* **GOAL**: Rewrite only the lines below from the one holding "Note: spot the brown" through the last line, inclusive, as a JSON list of strings with one string per line and blank lines left out.

(Items listed in a dataset)
★ ★ ★ ★ ★ ★ ★

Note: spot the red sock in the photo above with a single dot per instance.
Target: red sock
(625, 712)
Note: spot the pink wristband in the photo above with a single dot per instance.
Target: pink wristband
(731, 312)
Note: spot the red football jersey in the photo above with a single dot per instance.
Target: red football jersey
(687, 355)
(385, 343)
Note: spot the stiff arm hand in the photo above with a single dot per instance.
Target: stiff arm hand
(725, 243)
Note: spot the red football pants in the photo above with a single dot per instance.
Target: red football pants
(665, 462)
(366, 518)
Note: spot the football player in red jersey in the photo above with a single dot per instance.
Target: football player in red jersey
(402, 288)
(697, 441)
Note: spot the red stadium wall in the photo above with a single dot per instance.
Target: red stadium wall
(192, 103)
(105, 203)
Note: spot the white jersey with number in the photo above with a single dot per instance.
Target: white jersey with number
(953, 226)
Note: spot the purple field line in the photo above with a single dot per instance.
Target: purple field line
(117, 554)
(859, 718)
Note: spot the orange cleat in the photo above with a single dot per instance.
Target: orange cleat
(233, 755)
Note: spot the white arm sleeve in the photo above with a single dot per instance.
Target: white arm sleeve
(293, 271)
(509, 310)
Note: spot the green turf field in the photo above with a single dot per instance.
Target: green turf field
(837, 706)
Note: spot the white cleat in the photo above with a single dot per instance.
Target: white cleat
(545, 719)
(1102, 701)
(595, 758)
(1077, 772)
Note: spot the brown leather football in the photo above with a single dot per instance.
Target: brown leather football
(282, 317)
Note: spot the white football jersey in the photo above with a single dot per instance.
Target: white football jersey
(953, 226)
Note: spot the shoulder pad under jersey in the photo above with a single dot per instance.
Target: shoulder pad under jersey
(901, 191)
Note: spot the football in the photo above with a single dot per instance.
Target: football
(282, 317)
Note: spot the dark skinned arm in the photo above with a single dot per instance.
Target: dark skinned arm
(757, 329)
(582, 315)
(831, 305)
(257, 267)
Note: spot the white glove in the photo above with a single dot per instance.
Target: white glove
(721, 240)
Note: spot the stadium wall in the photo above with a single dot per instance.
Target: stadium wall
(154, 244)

★ ★ ★ ★ ★ ★ ★

* **ANSWER TO THIS EXERCISE**:
[
  "Note: spot the brown leather football in the photo above with a single dot per instance.",
  "Target: brown leather football",
  "(282, 317)",
  "Note: spot the white football jersey in the photo above with a single dot per instance.",
  "Target: white football jersey",
  "(953, 226)",
  "Note: spot the shoulder pad under jersey in the photo above with a single dot per instance.",
  "Target: shoulder pad under jersey",
  "(901, 191)",
  "Note: spot the football in the photo above with a single dot per instance.",
  "Target: football",
  "(282, 317)",
  "Note: spot the dark skinned arm in the photo above with a single dot per instance.",
  "Target: dark skinned arm",
  "(757, 329)",
  "(582, 315)",
  "(831, 305)",
  "(257, 267)",
  "Note: spot the white glove in the photo above with a single dot per instance.",
  "Target: white glove",
  "(721, 240)",
  "Note: spot the stadium wall in the photo above with a single dot per instance.",
  "Target: stadium wall",
  "(154, 244)"
]